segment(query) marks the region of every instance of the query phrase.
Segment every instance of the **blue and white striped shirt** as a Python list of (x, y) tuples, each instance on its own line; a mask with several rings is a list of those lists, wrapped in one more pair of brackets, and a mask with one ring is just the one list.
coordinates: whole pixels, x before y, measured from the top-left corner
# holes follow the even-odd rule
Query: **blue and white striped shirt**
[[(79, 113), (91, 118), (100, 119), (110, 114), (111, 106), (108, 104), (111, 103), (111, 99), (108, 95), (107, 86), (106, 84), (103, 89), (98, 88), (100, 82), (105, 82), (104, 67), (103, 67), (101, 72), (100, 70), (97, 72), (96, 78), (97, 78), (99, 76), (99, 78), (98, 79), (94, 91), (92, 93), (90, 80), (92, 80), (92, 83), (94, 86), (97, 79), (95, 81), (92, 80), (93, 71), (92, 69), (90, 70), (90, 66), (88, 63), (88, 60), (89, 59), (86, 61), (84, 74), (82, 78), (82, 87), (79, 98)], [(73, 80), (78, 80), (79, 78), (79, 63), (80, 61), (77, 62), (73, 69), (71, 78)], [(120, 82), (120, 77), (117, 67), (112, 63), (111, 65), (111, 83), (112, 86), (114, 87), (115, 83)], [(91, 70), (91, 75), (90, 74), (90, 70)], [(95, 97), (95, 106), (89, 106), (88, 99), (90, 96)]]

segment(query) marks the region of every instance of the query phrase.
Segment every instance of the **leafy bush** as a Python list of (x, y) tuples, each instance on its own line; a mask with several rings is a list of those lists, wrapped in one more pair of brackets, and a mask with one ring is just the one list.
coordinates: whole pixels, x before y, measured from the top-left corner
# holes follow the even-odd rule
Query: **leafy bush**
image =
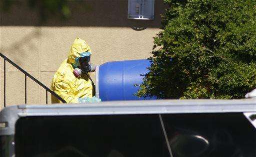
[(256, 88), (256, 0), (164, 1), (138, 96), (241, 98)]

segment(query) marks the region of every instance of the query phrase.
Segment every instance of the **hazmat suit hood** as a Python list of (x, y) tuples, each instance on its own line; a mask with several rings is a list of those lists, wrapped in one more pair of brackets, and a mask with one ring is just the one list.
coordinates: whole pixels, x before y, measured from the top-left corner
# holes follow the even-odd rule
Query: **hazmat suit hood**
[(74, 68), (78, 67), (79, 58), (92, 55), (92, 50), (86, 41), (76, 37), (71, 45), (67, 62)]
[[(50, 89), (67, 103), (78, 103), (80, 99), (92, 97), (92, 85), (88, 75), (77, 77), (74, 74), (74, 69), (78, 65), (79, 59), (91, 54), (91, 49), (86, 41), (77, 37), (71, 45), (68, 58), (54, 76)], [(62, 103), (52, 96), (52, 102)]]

= = =

TASK - Set down all the entries exactly as they appear, but skip any pictures.

FINISHED EXERCISE -
segment(query) marks the region of every instance of the query phrase.
Segment every instance of the **blue and white striped shirt** as a Python list of (x, y) tuples, each instance on its own line; a mask with several rings is a list of those lists, wrapped in one more pair of brackets, and a mask with one ring is just the one list.
coordinates: whole pixels, x before y, measured from the top-left corner
# holes follow the even-odd rule
Query: **blue and white striped shirt**
[[(79, 113), (91, 118), (100, 119), (110, 114), (111, 106), (108, 104), (111, 103), (111, 99), (108, 95), (107, 86), (106, 84), (103, 89), (98, 88), (100, 82), (105, 82), (104, 67), (103, 67), (101, 72), (100, 70), (97, 72), (96, 78), (97, 78), (99, 76), (99, 78), (98, 79), (94, 91), (92, 93), (90, 80), (92, 80), (92, 83), (94, 86), (97, 79), (95, 81), (92, 80), (93, 71), (92, 69), (90, 70), (90, 66), (88, 63), (88, 60), (89, 59), (86, 61), (84, 74), (82, 78), (82, 87), (79, 98)], [(73, 80), (78, 80), (79, 78), (79, 63), (80, 61), (77, 62), (73, 69), (71, 78)], [(120, 82), (120, 77), (117, 67), (112, 63), (111, 65), (111, 83), (112, 86), (114, 87), (115, 83)], [(91, 70), (91, 75), (90, 74), (90, 70)], [(95, 97), (95, 106), (89, 106), (88, 99), (90, 96)]]

segment(query) marks the region of every instance of the query phrase.
Segment every instance of the **leafy bush** as a Python list of (x, y) tuples, each instance on its own line; a mask with several rings is a list of those lists, wrapped in one more pair of brackets, and a mask with one ring is just the one list.
coordinates: whole pixels, x before y, measured from the top-left corner
# holes follow the even-odd rule
Query: **leafy bush**
image =
[(256, 88), (256, 0), (164, 1), (138, 96), (241, 98)]

segment(query) marks the region of every instance of the query phrase.
Segment every instance of the **hazmat suit hood** as a Python list of (x, y) tuples, each instance on its own line; a mask with several rings is a list of those lists, wrapped in one more pair of brackets, and a mask with one ring is just the one list.
coordinates: whole pixels, x before y, measured from the top-left corner
# holes follow the even-odd rule
Query: **hazmat suit hood**
[(74, 68), (78, 67), (79, 58), (92, 55), (92, 50), (86, 41), (76, 37), (71, 45), (67, 62)]
[[(50, 89), (67, 103), (78, 103), (80, 99), (92, 97), (92, 85), (88, 75), (77, 77), (74, 74), (74, 69), (78, 65), (79, 59), (91, 54), (91, 49), (86, 41), (77, 37), (71, 45), (68, 58), (54, 76)], [(62, 103), (52, 96), (52, 102)]]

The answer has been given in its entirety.